Hi, I'm testing the CRUD operations of my DAOs in JUnit tests. When i execute the single test, Hibernate always resets the schema and populates the DB in a known state. But when i execute multiple tests in a row, Hibernate resets the schema once, and then the data is accumulated during the execution of the tests.

This is an unexpected behavior, so I'd like to add in the @Before method of the tests a function that explicitly resets the schema to avoid the pesistence of side data created by previous tests during the execution chain.

Any tips?

Thanks

+2  A: 

First of all, what you're doing is not unit testing, it's integration testiong.

Tips:

  • Use transactions and roll the back.
  • Consider using DBUnit (not sure how helpful it would be in your case).
  • Here's some relevant code from org.springframework.orm.hibernate3.LocalSessionFactoryBean.

...

Connection con = session.connection();
Dialect dialect = Dialect.getDialect(getConfiguration().getProperties());
String[] sql = getConfiguration().generateSchemaCreationScript(dialect);
executeSchemaScript(con, sql);
lexicore
+1  A: 

You could begin a transaction before and rollback the transaction each @Test method, something like this:

public class HibernateIntegrationTest {
    protected static SessionFactory factory;
    protected Session session;

    @BeforeClass
    public static void createSessionFactory() {
        AnnotationConfiguration config = new AnnotationConfiguration();
        // ...

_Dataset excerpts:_

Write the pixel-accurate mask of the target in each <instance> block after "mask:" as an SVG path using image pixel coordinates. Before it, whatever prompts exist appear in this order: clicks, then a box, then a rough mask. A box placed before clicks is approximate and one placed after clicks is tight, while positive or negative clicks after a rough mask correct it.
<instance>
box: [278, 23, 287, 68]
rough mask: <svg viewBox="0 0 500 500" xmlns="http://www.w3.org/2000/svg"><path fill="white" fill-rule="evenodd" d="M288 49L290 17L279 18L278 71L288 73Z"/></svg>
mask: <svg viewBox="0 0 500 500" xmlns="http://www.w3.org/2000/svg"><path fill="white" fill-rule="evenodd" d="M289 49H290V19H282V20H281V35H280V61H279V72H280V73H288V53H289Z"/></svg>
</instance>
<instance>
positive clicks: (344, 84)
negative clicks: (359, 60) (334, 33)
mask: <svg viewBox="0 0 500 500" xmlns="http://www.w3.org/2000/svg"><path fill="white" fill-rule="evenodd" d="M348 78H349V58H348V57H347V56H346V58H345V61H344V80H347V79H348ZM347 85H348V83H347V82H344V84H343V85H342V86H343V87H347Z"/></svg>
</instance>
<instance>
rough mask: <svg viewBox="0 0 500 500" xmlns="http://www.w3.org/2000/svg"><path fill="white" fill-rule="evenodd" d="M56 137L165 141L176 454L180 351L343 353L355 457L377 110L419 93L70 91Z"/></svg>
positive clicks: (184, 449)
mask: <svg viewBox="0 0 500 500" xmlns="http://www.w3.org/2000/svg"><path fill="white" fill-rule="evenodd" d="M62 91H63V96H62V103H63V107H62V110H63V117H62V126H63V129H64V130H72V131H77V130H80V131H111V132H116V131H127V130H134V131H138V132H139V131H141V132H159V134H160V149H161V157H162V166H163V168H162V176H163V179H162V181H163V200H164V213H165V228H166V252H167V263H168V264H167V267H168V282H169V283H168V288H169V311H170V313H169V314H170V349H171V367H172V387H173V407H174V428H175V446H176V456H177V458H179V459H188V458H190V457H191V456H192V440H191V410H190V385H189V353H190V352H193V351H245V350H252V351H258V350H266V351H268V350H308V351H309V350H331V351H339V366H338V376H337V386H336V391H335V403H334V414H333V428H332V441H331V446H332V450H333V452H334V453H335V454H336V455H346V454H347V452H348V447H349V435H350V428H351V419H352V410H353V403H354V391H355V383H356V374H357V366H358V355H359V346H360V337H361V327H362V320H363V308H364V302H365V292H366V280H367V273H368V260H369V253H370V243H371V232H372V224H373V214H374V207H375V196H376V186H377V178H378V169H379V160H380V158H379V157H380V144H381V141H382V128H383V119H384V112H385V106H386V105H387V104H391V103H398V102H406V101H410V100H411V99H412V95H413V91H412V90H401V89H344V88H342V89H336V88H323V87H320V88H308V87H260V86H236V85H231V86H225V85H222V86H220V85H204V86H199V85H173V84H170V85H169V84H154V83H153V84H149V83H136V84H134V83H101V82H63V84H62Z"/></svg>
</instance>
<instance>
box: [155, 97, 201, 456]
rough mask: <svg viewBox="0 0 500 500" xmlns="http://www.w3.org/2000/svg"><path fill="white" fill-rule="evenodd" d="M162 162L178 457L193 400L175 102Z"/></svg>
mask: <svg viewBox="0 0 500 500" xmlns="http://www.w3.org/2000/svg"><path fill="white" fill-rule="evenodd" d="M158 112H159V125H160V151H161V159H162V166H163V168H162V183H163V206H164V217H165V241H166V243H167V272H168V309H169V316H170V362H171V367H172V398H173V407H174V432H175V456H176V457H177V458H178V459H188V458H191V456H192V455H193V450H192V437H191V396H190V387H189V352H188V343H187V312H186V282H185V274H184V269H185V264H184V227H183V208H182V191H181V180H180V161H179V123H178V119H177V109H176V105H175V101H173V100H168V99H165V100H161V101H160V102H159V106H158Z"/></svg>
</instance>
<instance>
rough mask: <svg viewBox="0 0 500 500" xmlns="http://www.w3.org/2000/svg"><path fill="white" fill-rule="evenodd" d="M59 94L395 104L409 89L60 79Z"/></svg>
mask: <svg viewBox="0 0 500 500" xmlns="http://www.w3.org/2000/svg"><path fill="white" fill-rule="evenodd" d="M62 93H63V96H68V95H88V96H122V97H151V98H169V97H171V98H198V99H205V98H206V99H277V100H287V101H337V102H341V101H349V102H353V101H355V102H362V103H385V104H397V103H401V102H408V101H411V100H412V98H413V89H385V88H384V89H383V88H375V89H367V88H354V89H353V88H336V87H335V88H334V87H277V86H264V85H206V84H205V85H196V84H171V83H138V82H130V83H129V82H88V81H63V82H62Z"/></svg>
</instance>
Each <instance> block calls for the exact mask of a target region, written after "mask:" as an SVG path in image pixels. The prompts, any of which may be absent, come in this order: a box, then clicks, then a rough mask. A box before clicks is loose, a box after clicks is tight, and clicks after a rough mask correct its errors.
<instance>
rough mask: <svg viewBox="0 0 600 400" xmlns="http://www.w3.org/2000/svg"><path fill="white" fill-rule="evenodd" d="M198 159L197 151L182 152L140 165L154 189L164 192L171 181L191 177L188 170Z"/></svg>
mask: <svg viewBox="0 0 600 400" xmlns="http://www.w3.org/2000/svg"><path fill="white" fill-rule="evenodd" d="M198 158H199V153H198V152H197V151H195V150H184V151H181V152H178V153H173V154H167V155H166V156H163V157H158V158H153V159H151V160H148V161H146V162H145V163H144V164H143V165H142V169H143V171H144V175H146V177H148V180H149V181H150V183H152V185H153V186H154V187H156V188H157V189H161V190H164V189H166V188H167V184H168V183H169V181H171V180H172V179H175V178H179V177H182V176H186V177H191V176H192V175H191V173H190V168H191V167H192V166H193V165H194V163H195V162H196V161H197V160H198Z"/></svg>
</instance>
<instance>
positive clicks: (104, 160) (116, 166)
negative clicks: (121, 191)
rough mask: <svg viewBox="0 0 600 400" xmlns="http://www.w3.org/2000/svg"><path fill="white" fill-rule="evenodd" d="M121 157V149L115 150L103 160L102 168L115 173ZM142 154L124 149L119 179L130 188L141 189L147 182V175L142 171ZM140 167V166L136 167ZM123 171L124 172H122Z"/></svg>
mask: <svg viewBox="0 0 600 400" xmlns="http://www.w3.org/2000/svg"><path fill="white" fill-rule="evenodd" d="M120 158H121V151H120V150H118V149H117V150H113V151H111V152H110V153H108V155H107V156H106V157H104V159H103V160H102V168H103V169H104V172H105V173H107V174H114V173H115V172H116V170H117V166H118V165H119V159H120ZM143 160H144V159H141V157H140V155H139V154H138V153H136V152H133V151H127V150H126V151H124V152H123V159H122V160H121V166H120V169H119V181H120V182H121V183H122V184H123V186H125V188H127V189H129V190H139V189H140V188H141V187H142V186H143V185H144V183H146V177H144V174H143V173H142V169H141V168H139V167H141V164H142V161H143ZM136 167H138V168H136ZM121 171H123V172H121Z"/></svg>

_Task A:_ In the Hibernate testing discussion, what kind of testing does the first answer say the asker is actually doing?
_Task B:_ Pick up the Hibernate testing discussion right after its last line and continue writing it.

_Task response A:_ Integration testing, not unit testing.

_Task response B:_
        config.configure();
        factory = config.buildSessionFactory();
    }    
    @AfterClass
    public static void closeSessionFactory() {
        if (factory != null) {
            factory.close();
        }
    }
    @Before
    public void beginTransaction() {
        session = factory.getCurrentSession();
        session.beginTransaction();
    }
    @After
    public void rollbackTransaction() {    
        if (session.getTransaction().isActive()) {
            session.getTransaction().rollback();
        }
        if (session.isOpen()) {
            session.close();
        }
    }
}

And extend this class in your tests classes.

public class DemoTest extends HibernateIntegrationTest {
    @Test
    public void createMyEntity() {
        MyEntity e = new MyEntity();
        //...
        session.save(e);

        assertNotNull(e.getId());
    }
}

Note that this is not the cleanest way to do this, the code above is more for demonstration purposes.